• SELECTED EXTRACT
........

The Ministry of Economic Affairs announced the results of the electricity price review for the second half of 2025. Starting October 1, residential electricity prices will increase by an average of 0.71%, equivalent to an additional $70 per month for a four-person household. Industrial electricity prices, however, will remain unchanged based on the principle of “supporting industry.” After the adjustment, the average residential electricity price will be $2.89 per kilowatt-hour, still lower than in South Korea, Singapore, and Japan. According to the Directorate-General of Budget, Accounting and Statistics, the impact on consumer prices is expected to be minimal, with the Consumer Price Index (CPI) rising by only 0.0133%.
Ruei-He Jheng, Senior Analyst at the Third Research Division of the Chung-Hua Institution for Economic Research (CIER), noted that prolonged price freezes or minimal increases have deteriorated Taiwan Power Company’s financial position, resulting in a debt of $4.7 trillion. This financial strain hampers grid upgrades and the integration of renewable energy, potentially undermining Taiwan’s energy resilience. The Ministry of Economic Affairs should expedite the adoption of smart meters and time-of-use pricing to reflect true costs and encourage energy conservation, thereby avoiding the risks of supply disruptions observed abroad due to aging power grids.
Establishing a Quasi-Sovereign Fund to Spearhead Service Sector Upgrades
In the face of international challenges, Vice President Jiann-Chyuan Wang of the CIER pointed out that Taiwan’s traditional industries are enduring fivefold pressures: exchange rate fluctuations, rising costs of overseas operations, low-price competition from China, a strong New Taiwan Dollar, and a new wave of U.S. tariffs. Relying solely on upgrades makes it challenging to overcome these constraints. Only through cross-domain transformation—integrating machine tools with emerging sectors such as artificial intelligence, automation, and heavy electrical equipment—can we overcome the bottlenecks.

........

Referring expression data
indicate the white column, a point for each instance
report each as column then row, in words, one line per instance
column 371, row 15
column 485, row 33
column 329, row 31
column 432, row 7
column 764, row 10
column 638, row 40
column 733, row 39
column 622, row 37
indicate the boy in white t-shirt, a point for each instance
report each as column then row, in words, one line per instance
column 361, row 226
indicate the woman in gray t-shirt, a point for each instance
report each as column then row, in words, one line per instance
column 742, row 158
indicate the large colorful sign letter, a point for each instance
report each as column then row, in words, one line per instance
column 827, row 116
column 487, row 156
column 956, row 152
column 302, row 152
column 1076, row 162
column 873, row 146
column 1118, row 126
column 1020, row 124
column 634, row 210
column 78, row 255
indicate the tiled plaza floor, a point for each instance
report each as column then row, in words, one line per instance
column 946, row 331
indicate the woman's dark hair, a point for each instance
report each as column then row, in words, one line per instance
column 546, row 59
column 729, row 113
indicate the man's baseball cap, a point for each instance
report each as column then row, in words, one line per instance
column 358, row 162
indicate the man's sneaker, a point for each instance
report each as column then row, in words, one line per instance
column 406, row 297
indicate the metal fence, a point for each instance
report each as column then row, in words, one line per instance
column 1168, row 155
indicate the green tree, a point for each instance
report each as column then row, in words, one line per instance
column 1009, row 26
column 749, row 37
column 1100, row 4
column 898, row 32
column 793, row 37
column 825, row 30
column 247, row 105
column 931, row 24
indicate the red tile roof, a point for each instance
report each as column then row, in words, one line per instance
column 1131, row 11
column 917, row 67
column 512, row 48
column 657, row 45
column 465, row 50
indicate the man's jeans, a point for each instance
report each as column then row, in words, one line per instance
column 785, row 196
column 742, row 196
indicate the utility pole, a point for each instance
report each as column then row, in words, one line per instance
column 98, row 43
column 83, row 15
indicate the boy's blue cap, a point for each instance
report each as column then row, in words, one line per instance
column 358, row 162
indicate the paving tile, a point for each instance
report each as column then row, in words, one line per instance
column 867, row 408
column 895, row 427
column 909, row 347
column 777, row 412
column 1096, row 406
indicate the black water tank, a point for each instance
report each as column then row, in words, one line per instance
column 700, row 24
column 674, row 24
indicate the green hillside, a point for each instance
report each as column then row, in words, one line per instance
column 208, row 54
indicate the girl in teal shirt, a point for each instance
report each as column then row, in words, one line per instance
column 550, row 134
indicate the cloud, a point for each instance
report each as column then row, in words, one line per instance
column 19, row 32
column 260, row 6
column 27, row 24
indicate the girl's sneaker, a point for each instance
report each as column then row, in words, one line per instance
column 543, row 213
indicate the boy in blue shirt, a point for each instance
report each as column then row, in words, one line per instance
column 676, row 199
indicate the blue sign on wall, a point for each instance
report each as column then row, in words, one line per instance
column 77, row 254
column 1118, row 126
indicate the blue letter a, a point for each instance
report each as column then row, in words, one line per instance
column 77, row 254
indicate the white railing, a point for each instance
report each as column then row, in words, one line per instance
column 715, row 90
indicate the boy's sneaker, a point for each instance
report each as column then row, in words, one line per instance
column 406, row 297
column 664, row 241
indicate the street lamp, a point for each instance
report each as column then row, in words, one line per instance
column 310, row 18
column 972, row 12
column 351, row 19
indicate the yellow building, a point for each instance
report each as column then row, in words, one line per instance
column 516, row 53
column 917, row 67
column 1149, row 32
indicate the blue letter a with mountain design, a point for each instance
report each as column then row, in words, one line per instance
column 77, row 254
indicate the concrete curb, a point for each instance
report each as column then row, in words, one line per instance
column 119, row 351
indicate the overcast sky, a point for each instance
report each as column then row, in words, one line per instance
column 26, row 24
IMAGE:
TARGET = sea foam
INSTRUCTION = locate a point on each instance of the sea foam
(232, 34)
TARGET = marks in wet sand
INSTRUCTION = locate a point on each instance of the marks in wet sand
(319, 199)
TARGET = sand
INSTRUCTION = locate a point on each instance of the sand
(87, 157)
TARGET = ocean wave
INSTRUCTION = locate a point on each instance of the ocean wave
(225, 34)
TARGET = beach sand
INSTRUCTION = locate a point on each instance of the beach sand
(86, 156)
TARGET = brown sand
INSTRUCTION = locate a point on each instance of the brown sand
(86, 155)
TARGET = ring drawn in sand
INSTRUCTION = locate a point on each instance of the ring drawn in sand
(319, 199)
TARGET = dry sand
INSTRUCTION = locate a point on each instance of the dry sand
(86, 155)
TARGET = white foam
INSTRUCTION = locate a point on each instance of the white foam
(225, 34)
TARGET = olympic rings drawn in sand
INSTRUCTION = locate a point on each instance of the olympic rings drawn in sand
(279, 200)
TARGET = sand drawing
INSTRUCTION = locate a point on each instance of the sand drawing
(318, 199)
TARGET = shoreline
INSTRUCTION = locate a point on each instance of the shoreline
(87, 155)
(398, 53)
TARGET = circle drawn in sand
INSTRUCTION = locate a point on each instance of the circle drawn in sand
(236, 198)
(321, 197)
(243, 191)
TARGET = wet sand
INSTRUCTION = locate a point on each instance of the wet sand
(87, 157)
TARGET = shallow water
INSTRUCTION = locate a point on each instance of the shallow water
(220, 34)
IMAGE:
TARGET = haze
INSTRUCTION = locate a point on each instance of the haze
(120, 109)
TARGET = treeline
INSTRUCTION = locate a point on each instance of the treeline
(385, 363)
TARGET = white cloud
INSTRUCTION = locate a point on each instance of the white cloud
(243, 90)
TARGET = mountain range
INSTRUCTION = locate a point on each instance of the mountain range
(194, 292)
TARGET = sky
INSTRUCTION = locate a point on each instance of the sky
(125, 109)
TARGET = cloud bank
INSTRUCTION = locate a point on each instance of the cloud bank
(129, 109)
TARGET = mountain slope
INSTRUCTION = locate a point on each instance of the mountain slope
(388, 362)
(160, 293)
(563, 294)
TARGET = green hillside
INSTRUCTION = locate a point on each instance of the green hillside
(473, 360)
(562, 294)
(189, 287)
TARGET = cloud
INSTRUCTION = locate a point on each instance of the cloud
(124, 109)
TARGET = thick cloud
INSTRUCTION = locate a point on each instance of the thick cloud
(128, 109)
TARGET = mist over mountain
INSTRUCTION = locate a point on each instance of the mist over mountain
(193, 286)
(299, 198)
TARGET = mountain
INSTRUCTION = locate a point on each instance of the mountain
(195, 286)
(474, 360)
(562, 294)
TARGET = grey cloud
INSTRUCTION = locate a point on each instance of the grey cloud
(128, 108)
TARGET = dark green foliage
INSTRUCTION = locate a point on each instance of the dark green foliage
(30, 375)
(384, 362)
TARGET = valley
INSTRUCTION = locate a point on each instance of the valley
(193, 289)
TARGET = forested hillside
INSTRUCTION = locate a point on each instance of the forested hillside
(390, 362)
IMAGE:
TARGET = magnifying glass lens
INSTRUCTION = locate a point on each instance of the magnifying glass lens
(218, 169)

........

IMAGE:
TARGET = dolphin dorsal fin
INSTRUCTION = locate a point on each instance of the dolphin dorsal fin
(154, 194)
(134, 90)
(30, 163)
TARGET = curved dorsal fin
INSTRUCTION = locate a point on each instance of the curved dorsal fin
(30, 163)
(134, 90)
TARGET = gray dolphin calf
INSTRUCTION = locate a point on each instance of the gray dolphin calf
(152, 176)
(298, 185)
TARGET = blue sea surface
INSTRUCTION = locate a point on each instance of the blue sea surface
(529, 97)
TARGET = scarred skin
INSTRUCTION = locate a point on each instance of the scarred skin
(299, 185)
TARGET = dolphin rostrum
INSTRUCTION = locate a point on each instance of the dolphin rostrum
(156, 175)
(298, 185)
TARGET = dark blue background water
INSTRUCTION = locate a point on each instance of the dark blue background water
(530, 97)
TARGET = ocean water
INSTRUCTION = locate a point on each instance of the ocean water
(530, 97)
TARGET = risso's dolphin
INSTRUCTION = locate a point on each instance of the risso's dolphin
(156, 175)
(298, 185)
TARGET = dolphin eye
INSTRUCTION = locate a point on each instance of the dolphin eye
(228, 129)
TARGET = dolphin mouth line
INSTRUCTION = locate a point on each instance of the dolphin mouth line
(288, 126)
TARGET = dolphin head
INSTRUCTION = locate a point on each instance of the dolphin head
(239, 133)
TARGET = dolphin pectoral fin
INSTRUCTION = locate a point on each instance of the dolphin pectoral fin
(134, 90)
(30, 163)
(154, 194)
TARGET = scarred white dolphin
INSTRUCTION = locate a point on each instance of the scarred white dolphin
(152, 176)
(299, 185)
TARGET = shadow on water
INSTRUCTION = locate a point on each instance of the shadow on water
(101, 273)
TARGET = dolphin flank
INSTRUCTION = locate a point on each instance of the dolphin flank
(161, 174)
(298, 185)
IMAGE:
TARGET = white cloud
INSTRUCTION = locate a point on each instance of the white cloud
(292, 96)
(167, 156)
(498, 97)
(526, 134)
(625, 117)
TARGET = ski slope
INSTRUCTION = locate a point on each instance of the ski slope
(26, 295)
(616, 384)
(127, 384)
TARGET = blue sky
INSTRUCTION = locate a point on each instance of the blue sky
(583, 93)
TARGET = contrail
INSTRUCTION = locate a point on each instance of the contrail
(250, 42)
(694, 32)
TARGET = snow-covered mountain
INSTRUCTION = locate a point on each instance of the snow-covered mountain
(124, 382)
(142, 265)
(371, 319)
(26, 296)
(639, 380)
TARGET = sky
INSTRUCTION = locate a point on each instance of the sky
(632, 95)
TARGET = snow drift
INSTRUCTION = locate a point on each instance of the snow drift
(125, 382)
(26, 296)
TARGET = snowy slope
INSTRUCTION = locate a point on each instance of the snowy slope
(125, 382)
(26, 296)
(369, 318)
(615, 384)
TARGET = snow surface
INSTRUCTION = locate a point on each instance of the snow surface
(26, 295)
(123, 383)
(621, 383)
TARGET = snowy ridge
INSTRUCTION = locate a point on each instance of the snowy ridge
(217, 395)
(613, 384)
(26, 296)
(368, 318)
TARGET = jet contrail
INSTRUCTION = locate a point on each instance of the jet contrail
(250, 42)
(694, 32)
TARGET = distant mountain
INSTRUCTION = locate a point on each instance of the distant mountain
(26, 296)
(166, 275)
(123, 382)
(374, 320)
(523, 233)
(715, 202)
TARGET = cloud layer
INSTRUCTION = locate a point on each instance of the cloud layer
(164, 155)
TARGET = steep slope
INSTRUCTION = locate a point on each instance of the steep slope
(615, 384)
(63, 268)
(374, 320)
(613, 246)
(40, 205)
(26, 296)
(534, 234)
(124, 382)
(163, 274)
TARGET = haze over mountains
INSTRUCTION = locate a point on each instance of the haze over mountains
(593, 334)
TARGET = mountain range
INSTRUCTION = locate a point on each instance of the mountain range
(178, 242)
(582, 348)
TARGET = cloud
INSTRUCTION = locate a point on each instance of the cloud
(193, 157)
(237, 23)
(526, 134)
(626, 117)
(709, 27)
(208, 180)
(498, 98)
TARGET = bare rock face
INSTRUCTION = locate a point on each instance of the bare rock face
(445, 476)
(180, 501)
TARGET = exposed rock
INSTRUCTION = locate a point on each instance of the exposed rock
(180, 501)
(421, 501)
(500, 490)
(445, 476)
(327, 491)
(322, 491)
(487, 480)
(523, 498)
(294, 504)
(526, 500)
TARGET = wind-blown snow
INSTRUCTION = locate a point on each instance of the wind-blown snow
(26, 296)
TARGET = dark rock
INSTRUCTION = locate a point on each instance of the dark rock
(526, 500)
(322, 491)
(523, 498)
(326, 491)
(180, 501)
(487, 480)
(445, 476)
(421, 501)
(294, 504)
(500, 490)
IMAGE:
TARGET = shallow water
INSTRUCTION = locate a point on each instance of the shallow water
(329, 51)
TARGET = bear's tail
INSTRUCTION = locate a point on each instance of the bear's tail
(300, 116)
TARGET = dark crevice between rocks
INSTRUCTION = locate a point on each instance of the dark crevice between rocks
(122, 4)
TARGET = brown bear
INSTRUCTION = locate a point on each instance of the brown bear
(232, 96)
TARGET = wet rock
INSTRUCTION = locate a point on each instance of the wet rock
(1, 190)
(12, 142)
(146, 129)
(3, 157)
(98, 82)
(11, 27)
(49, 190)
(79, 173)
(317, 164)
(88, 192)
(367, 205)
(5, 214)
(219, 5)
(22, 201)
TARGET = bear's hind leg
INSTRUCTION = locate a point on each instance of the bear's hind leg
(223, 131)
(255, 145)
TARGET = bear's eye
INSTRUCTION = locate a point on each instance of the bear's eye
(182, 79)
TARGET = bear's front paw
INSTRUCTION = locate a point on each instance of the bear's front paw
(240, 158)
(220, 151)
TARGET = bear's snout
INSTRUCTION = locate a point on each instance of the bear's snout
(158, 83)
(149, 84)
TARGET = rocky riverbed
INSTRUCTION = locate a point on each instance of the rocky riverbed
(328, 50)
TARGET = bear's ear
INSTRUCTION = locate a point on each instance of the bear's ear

........

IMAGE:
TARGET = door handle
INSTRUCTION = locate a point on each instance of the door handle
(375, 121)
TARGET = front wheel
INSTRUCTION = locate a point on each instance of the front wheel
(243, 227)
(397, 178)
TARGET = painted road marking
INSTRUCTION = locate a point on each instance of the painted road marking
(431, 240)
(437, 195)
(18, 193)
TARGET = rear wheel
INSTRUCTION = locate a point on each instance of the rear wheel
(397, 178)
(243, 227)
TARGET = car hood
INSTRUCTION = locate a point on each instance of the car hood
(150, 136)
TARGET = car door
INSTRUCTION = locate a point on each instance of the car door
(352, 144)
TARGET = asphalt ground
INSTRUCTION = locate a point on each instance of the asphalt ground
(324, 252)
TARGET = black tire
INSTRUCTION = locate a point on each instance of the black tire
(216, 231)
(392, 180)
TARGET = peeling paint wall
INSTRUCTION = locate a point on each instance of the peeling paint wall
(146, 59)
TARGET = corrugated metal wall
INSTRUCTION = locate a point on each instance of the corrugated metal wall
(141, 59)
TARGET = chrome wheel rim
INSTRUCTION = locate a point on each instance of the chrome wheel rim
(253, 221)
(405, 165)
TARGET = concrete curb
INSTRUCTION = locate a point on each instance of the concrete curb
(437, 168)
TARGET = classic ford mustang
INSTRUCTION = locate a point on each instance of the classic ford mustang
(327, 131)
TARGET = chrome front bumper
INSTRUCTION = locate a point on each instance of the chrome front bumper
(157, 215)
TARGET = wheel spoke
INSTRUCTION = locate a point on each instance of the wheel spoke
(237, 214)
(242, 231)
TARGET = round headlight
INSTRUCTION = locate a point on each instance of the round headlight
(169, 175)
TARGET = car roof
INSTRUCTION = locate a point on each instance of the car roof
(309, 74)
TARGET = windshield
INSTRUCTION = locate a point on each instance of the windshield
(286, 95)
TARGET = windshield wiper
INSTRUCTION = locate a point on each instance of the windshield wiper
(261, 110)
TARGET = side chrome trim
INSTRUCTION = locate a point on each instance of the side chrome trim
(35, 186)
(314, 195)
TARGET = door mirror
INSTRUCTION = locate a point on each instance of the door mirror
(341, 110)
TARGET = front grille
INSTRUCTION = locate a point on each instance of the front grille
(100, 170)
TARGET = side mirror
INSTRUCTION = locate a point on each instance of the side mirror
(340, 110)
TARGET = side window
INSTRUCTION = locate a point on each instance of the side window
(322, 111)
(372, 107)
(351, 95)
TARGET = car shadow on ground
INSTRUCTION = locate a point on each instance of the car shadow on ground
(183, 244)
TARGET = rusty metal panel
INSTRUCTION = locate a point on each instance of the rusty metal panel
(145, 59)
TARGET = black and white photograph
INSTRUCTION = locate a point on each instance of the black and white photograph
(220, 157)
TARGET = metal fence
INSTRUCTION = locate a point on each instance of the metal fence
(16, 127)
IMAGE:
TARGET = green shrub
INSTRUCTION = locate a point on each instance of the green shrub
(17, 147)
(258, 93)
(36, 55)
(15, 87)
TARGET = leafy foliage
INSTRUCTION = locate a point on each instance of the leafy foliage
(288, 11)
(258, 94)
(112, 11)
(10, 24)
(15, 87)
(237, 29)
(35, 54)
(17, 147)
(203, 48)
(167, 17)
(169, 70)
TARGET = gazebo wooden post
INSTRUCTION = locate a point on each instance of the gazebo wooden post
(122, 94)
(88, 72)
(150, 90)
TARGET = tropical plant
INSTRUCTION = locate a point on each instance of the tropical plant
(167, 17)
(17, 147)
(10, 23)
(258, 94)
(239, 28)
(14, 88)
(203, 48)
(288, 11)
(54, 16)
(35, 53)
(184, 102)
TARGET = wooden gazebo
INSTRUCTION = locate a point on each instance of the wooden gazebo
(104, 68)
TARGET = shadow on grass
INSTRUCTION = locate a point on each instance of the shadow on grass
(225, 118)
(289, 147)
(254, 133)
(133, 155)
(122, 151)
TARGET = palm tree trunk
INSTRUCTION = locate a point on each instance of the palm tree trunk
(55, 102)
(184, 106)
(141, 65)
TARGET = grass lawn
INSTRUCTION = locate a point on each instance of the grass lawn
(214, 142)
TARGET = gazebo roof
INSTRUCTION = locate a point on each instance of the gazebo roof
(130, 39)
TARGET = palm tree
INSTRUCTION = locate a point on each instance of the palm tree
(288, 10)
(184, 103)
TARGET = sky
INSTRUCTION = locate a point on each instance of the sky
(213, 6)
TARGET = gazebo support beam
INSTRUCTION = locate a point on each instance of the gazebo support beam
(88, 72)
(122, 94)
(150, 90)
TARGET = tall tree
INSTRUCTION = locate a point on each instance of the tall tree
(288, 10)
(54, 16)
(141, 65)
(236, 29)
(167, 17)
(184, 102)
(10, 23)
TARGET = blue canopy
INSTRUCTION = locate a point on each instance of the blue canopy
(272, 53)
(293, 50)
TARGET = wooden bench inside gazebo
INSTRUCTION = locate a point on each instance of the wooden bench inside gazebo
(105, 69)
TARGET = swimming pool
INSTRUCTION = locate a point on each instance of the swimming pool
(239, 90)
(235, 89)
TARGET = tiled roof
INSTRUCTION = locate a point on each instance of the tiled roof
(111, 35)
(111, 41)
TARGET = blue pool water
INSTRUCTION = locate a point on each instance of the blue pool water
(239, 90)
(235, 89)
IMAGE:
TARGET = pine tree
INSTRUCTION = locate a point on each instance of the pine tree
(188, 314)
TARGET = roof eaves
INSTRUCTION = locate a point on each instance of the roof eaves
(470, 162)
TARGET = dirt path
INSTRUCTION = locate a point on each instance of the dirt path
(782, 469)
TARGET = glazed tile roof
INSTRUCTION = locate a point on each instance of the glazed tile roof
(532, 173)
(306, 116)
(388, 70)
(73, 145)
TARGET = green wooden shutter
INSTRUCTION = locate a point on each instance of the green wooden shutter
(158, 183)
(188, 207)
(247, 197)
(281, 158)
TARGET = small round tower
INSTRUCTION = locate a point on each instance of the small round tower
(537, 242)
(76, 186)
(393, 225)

........

• TASK BRIEF
Pick up the article on Taiwan's electricity price review and industry pressures again, writing on from its last sentence.

• ANSWER TO THIS TASK
Vice President Jiann-Chyuan Wang proposed that enterprises must simultaneously address 3 major structural challenges: financial costs, carbon emission costs, and additional risk costs. Future strategies should focus on the following key areas: (1) Advance green and digital transformations by integrating environmental, social, and governance (ESG) principles as well as carbon emission management into core operations. (2) Promote deregulation and improvements in the service sector while introducing insurance funds to support the development of high-end service industries, such as long-term care, medical services, finance, and tourism. (3) Establish a “quasi-sovereign wealth fund” led by the private sector, with partial government involvement. This fund should balance investment returns with transformation initiatives to provide sustained momentum for industry upgrades.